TASK SET -
1 > Translate the sentence "What we need to change is the instruction." from the OFA page excerpt into Spanish.
2 > Echo the part of the OFA page excerpt starting with "To make this" and going on through "for more statistics.".

The multitask learning is the key innovation of OFA. Specifically, we pretrain the model with 8 tasks, including 5 vision-language tasks, 2 vision tasks, and 1 language task. The vision-language tasks include visual grounding, grounded captioning, visual question answering, image-text matching, and image captioning. The vision tasks include detection and image infilling. The language task is text infilling. To help the model differentiate tasks, we insert an instruction, which is simply a piece of text describing the task. Thus, we expect the model to perform zero-shot generation based on a new instruction indicating an unseen task.

To make this research as reproducible as possible, our pretraining is dependent on public datasets. Therefore, we expect the researchers following this work can reproduce our results with our opensourced code.
We have released OFA models of 5 sizes, including OFA-Tiny (33M), OFA-Medium (93M), OFA-Base (180M), OFA-Large(470M), OFA-Huge (930M). See the table below for more statistics.

Experiments
We have conducted experiments on multiple cross-modal tasks and unimodal tasks. On vision-language understanding, we test the models on VQA and SNLI-VE. We find that the huge-size model can achieve a comparable performance to the 80B-parameter model Flamingo and the 2B-parameter model CoCa pretrained on 5B image-text pairs. Furthermore, we achieve the best performance on visual entailment. For vision-language generation, we focus on the classical image captioning, and our OFA achieves the SoTA performance in both setups of cross-entropy optimization and CIDEr optimization. Also, we have transformed the task of visual grounding to a generation task, and we find that even the base-size OFA can outperform the previous SoTA, and the scaling of model size consistently brings performance improvements. This shows the significance of the unification of modalities and tasks.



Additionally, we test OFA on text-to-image generation, as we believe that the image infilling task in pretraining endows it with the capability to generate image codes. We show that OFA can achieve a low FID score in the evaluation, and further finetuning on a larger dataset can significantly boost its performance. See cases below.


As to the unimodal tasks, we evaluate OFA on the GLUE benchmark for NLU, Gigaword summarization for NLG, and ImageNet classification for vision understanding. We show that OFA can be competitive with both RoBERTa and DeBERTa, and the previous multimodal pretrained model often falls far behind the SoTAs in NLU. Similarly, OFA can achieve good performance on NLG and outperform the previous best models. As to image classification, it can also achieve similar performance with the self-supervised vision models like BeiT and MAE.
We observe that OFA based on multitask pretraining demonstrates potential in transferring to unseen tasks and unseen domains. We show them with two cases below.

The preceding case demonstrates the model’s ability of compositional generalization by understanding the instruction and leveraging two learned capabilities to perform the new task. We set up a new task called Grounded VQA, which is a combination of VQA and grounded captioning. What we need to change is the instruction. The new task instruction with both question and region information directs the model to provide a correct answer.

Also, we find that OFA can transfer to unseen domains effectively. One example is the visual grounding on images of animation. OFA can perform well in this setup as it has been pretrained on some anime data and it has been pretrained on visual grounding on general-domain data. This again shows the compositional ability of the unified model.
Conclusion
This is the starting point of our research for the technically “One-For-All” model, or to say, the generalist model. We show that this research direction is promising as Transformer is a really powerful architecture and tasks and modalities can be unified to a single training framework. Like GPT-3, we believe that there will soon be a powerful foundation model in multimodal representation learning.

(Extracted records)
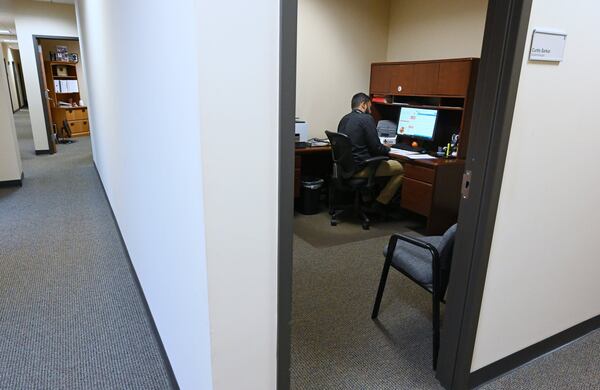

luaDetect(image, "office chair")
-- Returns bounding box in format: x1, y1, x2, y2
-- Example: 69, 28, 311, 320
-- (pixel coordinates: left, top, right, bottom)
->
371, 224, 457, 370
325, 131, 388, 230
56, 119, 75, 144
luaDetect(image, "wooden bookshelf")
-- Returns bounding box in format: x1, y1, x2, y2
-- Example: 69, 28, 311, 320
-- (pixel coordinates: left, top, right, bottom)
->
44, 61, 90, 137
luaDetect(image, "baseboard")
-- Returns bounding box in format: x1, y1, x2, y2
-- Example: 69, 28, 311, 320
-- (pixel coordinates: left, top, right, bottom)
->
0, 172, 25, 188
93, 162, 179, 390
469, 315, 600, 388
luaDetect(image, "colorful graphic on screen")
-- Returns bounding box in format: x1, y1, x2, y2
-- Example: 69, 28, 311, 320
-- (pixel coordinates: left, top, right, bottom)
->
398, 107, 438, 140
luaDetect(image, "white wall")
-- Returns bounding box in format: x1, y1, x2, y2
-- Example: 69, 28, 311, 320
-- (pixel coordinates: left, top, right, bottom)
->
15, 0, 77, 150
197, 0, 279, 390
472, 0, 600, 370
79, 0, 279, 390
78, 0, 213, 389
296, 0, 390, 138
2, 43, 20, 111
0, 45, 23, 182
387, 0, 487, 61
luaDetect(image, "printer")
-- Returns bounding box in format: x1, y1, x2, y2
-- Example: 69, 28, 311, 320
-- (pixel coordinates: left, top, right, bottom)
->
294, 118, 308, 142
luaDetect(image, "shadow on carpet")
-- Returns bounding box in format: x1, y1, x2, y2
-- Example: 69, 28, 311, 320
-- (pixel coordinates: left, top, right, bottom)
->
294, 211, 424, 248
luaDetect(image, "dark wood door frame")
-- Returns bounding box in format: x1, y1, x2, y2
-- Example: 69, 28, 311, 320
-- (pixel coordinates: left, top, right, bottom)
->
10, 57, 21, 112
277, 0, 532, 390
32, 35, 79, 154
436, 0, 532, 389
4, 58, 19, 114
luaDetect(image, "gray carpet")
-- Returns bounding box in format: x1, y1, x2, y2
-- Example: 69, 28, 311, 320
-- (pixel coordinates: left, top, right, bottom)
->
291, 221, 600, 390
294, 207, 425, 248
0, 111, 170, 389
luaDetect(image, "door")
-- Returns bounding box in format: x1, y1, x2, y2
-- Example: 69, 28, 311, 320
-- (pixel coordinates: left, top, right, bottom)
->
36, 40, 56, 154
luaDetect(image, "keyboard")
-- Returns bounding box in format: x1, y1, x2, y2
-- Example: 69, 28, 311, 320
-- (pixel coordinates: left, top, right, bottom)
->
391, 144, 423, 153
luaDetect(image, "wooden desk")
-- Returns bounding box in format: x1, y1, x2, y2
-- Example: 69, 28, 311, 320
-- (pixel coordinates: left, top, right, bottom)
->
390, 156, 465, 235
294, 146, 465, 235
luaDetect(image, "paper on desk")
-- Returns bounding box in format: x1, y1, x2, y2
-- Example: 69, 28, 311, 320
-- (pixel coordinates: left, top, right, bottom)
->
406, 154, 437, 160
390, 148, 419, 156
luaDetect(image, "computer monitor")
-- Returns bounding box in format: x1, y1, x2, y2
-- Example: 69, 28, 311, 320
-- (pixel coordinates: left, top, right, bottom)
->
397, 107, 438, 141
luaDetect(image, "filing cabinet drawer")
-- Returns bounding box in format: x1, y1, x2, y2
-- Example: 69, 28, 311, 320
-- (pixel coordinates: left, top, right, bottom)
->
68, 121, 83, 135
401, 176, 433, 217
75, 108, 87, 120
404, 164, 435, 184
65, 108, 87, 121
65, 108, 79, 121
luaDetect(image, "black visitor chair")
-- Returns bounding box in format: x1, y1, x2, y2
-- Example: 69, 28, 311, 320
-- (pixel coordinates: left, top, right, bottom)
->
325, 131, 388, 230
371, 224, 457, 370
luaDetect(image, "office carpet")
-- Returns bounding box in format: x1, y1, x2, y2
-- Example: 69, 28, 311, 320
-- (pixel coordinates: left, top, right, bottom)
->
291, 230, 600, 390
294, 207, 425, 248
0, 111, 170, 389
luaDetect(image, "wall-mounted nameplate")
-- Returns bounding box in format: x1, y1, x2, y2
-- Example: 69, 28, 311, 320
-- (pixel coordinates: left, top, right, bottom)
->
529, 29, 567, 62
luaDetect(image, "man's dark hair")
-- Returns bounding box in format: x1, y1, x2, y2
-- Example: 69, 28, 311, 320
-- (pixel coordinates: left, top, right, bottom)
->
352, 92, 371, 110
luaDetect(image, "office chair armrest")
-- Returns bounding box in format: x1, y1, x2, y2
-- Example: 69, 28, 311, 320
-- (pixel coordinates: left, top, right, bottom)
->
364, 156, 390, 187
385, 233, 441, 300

TASK-BY-TASK ANSWERS -
1 > Lo que necesitamos cambiar es la instrucción.

2 >
To make this research as reproducible as possible, our pretraining is dependent on public datasets. Therefore, we expect the researchers following this work can reproduce our results with our opensourced code.
We have released OFA models of 5 sizes, including OFA-Tiny (33M), OFA-Medium (93M), OFA-Base (180M), OFA-Large(470M), OFA-Huge (930M). See the table below for more statistics.